> [Prompt] Pick out each line in the records that contains the string "canopy" and copy those lines unchanged.

> [Available records]
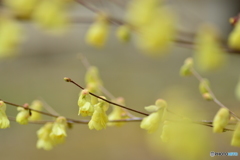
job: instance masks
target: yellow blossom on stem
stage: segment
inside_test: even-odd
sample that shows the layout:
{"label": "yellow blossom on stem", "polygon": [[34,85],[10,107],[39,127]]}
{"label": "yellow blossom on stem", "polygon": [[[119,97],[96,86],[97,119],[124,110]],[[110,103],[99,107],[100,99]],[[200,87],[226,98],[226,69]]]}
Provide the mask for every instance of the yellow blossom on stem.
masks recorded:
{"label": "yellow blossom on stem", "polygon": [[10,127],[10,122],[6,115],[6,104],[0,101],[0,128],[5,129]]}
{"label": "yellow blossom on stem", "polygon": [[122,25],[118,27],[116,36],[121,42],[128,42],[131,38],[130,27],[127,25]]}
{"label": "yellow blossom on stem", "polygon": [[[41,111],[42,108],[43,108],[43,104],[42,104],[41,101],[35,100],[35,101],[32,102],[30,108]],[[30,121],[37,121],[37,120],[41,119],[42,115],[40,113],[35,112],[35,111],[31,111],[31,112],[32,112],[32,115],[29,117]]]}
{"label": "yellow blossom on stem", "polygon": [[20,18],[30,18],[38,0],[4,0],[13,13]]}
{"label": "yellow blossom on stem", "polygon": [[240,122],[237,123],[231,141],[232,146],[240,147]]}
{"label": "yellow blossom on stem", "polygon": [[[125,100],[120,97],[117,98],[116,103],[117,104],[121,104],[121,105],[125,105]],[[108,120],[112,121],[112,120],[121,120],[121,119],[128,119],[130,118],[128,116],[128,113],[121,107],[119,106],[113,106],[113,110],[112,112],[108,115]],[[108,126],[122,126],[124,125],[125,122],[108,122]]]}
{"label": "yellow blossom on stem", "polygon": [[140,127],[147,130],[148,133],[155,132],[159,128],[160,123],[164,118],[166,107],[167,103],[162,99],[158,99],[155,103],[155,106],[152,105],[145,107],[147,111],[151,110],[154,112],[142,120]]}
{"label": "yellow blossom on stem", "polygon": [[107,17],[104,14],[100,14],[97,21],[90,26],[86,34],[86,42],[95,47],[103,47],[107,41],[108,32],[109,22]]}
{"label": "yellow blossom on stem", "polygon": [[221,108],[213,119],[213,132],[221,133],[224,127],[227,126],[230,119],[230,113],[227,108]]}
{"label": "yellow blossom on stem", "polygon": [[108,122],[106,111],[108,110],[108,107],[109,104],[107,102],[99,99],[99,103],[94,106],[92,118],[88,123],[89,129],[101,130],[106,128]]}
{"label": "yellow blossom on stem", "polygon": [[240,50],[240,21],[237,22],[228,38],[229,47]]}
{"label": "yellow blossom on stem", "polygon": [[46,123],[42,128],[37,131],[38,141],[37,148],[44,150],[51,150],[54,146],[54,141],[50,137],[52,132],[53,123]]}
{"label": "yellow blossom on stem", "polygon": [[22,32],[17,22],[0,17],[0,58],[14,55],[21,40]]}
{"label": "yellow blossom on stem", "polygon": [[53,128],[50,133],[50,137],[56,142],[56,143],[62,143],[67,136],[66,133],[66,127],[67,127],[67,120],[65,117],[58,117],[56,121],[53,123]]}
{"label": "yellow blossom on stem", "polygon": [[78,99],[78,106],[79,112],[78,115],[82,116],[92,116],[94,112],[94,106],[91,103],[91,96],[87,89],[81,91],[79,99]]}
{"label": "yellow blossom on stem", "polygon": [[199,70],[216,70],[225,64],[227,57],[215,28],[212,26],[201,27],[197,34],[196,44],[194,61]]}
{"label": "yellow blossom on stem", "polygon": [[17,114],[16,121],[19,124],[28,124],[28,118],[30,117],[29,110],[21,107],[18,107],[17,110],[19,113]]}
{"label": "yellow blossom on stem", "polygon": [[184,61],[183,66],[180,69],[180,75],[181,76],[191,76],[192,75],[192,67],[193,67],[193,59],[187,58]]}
...
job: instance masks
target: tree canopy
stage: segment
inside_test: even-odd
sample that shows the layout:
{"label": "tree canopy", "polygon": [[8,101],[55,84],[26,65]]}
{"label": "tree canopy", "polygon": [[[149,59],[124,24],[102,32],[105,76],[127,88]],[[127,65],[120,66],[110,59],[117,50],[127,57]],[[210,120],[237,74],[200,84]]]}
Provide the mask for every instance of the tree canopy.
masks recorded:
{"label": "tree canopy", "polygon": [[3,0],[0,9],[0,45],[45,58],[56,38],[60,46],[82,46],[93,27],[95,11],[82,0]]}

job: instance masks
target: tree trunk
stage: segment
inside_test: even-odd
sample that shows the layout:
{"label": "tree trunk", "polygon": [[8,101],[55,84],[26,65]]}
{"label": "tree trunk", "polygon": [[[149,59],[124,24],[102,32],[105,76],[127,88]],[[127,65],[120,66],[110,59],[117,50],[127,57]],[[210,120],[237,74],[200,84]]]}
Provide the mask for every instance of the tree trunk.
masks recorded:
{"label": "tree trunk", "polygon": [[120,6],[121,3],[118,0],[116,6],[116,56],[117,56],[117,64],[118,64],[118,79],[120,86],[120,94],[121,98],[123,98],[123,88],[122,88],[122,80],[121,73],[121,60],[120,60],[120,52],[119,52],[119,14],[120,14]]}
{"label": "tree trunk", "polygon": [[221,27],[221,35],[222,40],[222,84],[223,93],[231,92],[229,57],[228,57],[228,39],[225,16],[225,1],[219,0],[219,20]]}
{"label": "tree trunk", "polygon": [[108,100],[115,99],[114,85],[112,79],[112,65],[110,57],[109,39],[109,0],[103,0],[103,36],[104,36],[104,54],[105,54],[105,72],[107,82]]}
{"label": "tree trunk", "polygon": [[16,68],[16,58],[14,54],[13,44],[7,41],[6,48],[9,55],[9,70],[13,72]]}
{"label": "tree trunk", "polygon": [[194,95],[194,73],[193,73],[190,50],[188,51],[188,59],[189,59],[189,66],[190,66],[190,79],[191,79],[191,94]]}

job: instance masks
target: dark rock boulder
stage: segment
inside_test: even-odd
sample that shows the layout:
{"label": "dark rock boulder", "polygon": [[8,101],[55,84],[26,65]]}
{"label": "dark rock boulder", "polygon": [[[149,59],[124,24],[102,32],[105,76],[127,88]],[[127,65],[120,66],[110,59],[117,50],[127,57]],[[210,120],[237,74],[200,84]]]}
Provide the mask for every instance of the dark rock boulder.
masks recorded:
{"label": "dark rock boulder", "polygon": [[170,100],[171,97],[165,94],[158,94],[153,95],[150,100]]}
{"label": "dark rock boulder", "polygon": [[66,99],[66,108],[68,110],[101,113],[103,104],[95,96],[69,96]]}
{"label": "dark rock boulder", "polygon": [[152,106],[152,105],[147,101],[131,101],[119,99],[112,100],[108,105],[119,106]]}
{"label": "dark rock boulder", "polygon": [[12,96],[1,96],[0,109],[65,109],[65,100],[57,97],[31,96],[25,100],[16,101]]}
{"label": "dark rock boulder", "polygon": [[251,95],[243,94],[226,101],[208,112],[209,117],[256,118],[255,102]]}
...
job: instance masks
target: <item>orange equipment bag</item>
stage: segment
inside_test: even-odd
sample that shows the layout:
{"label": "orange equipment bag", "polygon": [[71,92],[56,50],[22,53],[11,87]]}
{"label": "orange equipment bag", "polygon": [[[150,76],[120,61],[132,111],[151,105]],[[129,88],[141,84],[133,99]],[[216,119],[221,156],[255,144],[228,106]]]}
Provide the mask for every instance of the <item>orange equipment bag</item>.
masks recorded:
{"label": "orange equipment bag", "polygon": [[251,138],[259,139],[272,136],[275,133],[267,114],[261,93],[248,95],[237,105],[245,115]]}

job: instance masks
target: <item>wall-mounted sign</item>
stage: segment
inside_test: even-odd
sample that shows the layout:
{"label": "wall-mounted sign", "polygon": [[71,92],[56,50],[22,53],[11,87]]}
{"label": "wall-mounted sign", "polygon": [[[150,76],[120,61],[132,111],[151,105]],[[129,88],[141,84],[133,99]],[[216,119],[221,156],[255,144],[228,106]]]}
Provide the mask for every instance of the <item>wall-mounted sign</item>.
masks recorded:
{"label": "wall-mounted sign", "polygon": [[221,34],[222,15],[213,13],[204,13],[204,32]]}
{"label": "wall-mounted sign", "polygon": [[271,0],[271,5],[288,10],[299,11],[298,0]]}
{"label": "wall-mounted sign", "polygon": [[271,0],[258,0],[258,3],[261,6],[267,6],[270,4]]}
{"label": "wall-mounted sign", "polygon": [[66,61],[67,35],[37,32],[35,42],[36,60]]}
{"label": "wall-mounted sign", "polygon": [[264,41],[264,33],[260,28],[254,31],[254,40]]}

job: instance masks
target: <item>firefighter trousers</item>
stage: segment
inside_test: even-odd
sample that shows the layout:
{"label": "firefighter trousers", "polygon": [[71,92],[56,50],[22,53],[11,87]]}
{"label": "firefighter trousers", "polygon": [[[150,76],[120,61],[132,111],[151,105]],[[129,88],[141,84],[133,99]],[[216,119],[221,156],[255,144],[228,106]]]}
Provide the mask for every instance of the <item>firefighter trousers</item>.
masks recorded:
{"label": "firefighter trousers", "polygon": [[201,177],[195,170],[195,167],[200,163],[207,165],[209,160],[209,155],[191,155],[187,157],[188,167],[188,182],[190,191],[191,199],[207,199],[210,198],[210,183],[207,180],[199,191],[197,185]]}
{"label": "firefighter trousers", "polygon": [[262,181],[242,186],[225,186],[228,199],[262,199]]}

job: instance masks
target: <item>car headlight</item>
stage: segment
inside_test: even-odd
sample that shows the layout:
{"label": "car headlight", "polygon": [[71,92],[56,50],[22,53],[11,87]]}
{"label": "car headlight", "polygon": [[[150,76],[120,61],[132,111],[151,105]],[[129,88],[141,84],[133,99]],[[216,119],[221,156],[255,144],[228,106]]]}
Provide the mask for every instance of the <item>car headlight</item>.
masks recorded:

> [Result of this task]
target: tree canopy
{"label": "tree canopy", "polygon": [[8,101],[55,84],[26,65]]}
{"label": "tree canopy", "polygon": [[[149,59],[124,24],[102,32],[105,76],[127,88]],[[127,65],[120,66],[110,59],[117,50],[127,57]],[[210,120],[237,74],[200,84]]]}
Provide the mask for every instance of the tree canopy.
{"label": "tree canopy", "polygon": [[3,0],[0,9],[0,45],[45,58],[56,38],[60,46],[82,46],[93,27],[95,11],[82,0]]}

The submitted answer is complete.